I like the way you think and you are so right concerning how well the S Series sound...however I have a feeling your in for a pleasant surprise.


----------



## natescriven (Jan 12, 2011)

For those of you that have heard both the SVS S-02 and M-02 series, do you think there could be a series between the two? Or is the performance gap not that huge?


----------



## Tufelhundin (Jan 25, 2010)

natescriven said:


> For those of you that have heard both the SVS S-02 and M-02 series, do you think there could be a series between the two? Or is the performance gap not that huge?


Note: the below is based on the 01 series for I never had a chance to listen to the 02 and I really like the 01 tweeter, from what I have read the 02's are just as nice.

This would be an excellent poll questions for its all a matter of what a single person hears.....having said that for me, the answer would be "no". There is a difference.....the S Series is an awesome speaker that does everything well and besides the S Series is what got them on the map "for speakers". I would like to mention that all of this is based on the MTS/STS and matching centers for as surrounds go I listened to the MBS and SBS together at one time as side surrounds and back surrounds and they both sound great and I could really tell no difference in this configuration. I am not good at describing things, but for me the MTS/MCS just has a better sound and seems to have more impact "if listened to back to back in the same room with the same source as I have been able to do", if I wasn't able to have listened to them this way then I would not have responded to this post. The other plus is the MTS are actually beautiful to my eyes. Now if they added different veneers to the S Series for a small price more but still keeping it way less then the M Series.....then...

The MTS/MCS have a Nominal Impedance of 4 ohm 

These are just my thoughts...

I do plan on getting the SSS and maybe even the pair of SBS to run with my Rockets. But at this time if I were to replace my Rockets it would most likely be with the M Series.


----------



## natescriven (Jan 12, 2011)

Tufelhundin, Steve1616 said that he thought the S-series didn't extend down to 80hrz very well. Do you agree with that? Do you think that's a big drawback?


----------



## steve1616 (Apr 6, 2009)

TO BE DONE:
A) According to the forum thread about SVS speakers, what is the nominal impedance of the MTS/MCS?
B) From the SVS speaker thread, write out the part that opens with the words containing "The MTS/MCS have" and closes with "a big drawback?".

AVAILABLE DATA:
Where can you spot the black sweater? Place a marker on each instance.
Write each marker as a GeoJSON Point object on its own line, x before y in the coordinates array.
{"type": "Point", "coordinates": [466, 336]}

RESPONSES BY TASK:
A) 4 ohm

B)
The MTS/MCS have a Nominal Impedance of 4 ohm 

These are just my thoughts...

I do plan on getting the SSS and maybe even the pair of SBS to run with my Rockets. But at this time if I were to replace my Rockets it would most likely be with the M Series.


----------



## natescriven (Jan 12, 2011)

Tufelhundin, Steve1616 said that he thought the S-series didn't extend down to 80hrz very well. Do you agree with that? Do you think that's a big drawback?